━━━ SOURCE MATERIAL

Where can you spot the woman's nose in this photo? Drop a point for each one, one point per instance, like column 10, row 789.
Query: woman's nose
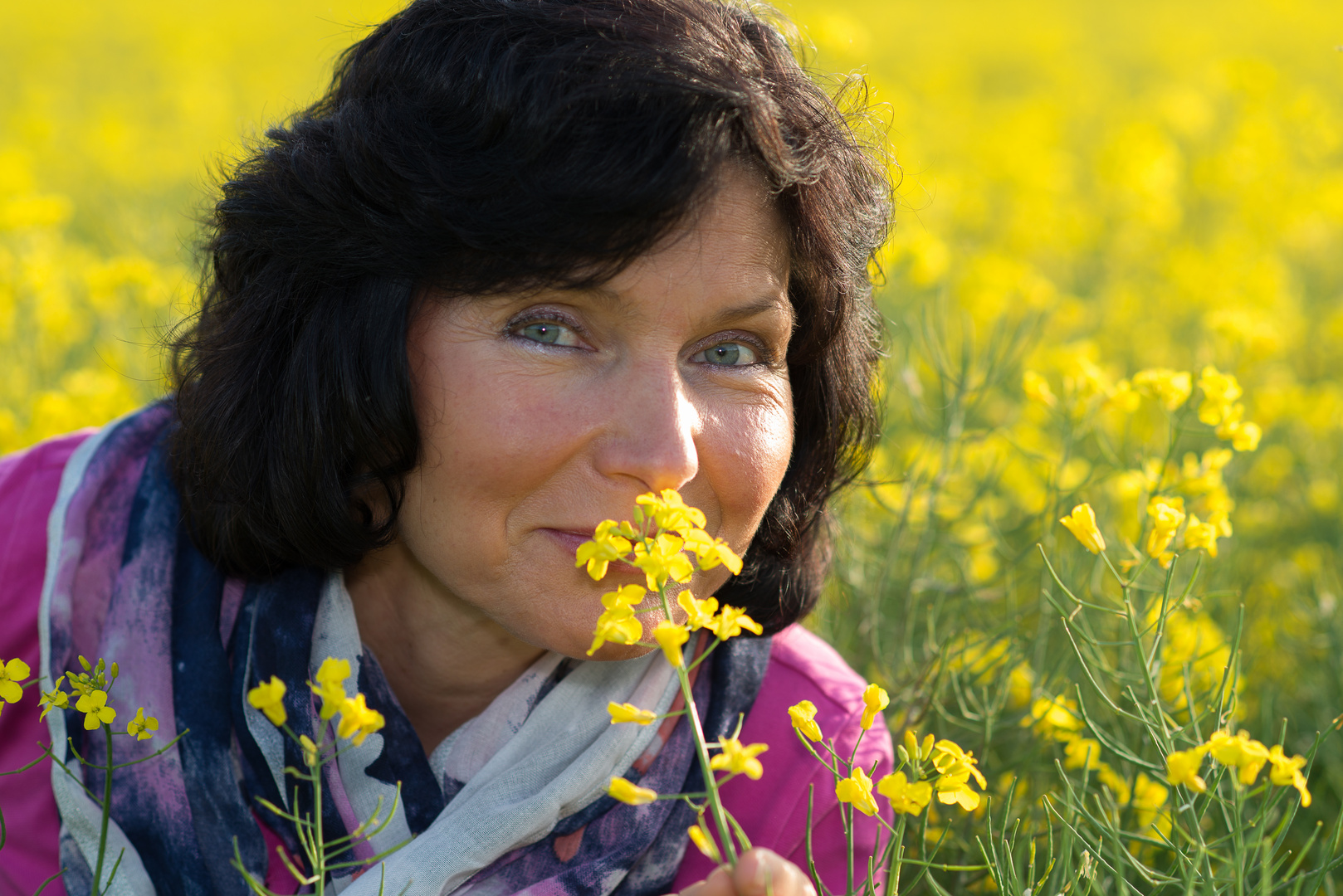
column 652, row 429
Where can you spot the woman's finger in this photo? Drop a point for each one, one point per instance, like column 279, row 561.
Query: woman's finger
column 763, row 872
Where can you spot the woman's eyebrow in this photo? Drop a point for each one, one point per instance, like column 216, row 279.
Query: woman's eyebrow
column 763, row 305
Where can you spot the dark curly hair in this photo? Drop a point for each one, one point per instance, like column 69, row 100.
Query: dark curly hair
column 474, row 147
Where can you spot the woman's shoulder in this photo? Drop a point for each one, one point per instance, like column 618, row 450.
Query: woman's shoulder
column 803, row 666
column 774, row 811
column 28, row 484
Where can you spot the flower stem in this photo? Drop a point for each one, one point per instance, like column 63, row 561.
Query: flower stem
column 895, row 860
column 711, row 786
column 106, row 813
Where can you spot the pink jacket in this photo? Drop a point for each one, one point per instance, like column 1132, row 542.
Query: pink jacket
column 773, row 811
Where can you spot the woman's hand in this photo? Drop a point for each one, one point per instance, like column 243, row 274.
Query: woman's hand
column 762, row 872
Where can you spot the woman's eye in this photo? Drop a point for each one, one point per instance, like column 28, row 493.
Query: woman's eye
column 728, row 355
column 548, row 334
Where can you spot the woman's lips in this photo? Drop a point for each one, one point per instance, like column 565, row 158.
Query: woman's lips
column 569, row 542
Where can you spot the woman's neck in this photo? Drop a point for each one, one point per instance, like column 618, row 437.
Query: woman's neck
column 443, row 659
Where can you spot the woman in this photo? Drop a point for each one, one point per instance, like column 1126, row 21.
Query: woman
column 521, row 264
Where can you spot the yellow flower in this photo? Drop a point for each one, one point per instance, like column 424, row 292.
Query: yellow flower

━━━━━━

• WHAT TO WORK ON: Reproduce the material above in full, substituting "Place a marker" for every occurrence of "Drop a point" and leaving all other wording unchanged. Omit the pictures from your answer.

• FULL OUTPUT:
Where can you spot the woman's nose in this photo? Place a marker for each one, one point per instance, like column 10, row 789.
Query: woman's nose
column 652, row 429
Where can you spot the woman's finger in this photo? Place a marker for each one, one point per instance, like column 279, row 561.
Query: woman's finger
column 763, row 872
Where can you spot the woman's eyebrow in this photo? Place a marker for each one, one point per instance, like column 216, row 279.
Query: woman's eyebrow
column 763, row 305
Where can you spot the dark curly hair in this photo? Place a marker for each one, one point per instance, like column 69, row 100.
Query: dark curly hair
column 474, row 147
Where can you spot the woman's shoulder in this photo? Place a marker for each one, one point per instance, like column 618, row 450.
Query: woman's shoulder
column 803, row 666
column 774, row 811
column 28, row 484
Where can you spot the flower stem in this photo? Place a marker for each one, one point per instance, like column 63, row 561.
Query: flower stem
column 895, row 860
column 711, row 786
column 106, row 813
Where can you spot the pink jacket in this photo? Place a marker for each one, one point per instance, like column 1132, row 542.
Query: pink jacket
column 773, row 811
Where can you spot the woman's hand in this photo? Place a marker for each one, one point per instance, like column 243, row 274.
Query: woman's hand
column 762, row 872
Where can you spot the woman's eye in this photo? Place a marker for each one, one point per instance, like column 28, row 493.
Query: woman's eye
column 728, row 355
column 548, row 334
Where can you spot the woman's lips in this photo? Place a marker for each one, one point per instance, like column 565, row 158.
Query: woman's lips
column 569, row 542
Where can you spot the woman's neck in this photo? Place a marker for each one, one point per instance, like column 618, row 437.
Query: woman's neck
column 443, row 659
Where can you spot the woman in this photo? Place a marker for each one, one point per instance, like column 1126, row 21.
Query: woman
column 521, row 264
Where can you spot the yellow flower in this photo? Place a marker for each one, one point per instance, like column 424, row 292.
Query: yellow flower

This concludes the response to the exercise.